[The records]
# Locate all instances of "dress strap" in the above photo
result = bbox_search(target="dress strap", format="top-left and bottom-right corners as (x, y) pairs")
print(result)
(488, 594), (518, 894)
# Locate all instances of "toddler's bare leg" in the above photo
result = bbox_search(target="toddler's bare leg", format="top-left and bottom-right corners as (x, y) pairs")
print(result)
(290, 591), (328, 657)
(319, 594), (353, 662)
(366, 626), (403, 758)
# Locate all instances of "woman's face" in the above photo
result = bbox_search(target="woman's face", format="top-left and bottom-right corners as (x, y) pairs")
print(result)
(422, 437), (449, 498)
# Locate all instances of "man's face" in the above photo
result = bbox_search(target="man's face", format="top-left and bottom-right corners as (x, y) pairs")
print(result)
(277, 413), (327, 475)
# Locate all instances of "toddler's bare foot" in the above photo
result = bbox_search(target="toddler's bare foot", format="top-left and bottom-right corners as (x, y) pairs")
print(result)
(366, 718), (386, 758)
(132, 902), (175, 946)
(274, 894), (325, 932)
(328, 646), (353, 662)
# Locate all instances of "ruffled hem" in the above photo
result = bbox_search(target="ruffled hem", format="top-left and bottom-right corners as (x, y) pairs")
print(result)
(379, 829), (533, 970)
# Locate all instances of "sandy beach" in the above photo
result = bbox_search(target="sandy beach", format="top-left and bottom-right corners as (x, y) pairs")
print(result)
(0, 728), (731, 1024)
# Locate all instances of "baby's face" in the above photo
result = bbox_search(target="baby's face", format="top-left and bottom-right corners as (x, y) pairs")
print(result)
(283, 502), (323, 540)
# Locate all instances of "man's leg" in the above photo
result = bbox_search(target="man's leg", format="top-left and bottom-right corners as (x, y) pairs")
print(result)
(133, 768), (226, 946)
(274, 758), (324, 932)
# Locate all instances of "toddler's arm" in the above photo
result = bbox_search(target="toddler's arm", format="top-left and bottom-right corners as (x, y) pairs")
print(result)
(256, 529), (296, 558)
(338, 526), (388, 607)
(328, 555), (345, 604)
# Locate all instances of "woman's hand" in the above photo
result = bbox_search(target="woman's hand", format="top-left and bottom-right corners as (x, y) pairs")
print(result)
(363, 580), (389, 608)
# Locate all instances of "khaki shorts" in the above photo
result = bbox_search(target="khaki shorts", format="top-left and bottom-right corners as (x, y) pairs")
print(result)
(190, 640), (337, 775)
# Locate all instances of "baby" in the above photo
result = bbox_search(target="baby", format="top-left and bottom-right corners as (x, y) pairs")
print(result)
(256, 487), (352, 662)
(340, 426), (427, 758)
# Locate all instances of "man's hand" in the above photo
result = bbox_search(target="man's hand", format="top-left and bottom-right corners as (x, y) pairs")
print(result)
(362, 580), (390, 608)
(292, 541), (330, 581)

[Set task] List each line of the material above that contains the word "foot", copying every such line in full.

[Output of the task]
# Locate all instances of "toddler's bare foot" in the above photo
result = bbox_search(target="toddler's bare foot", format="top-left and bottom-right corners as (x, y) pairs")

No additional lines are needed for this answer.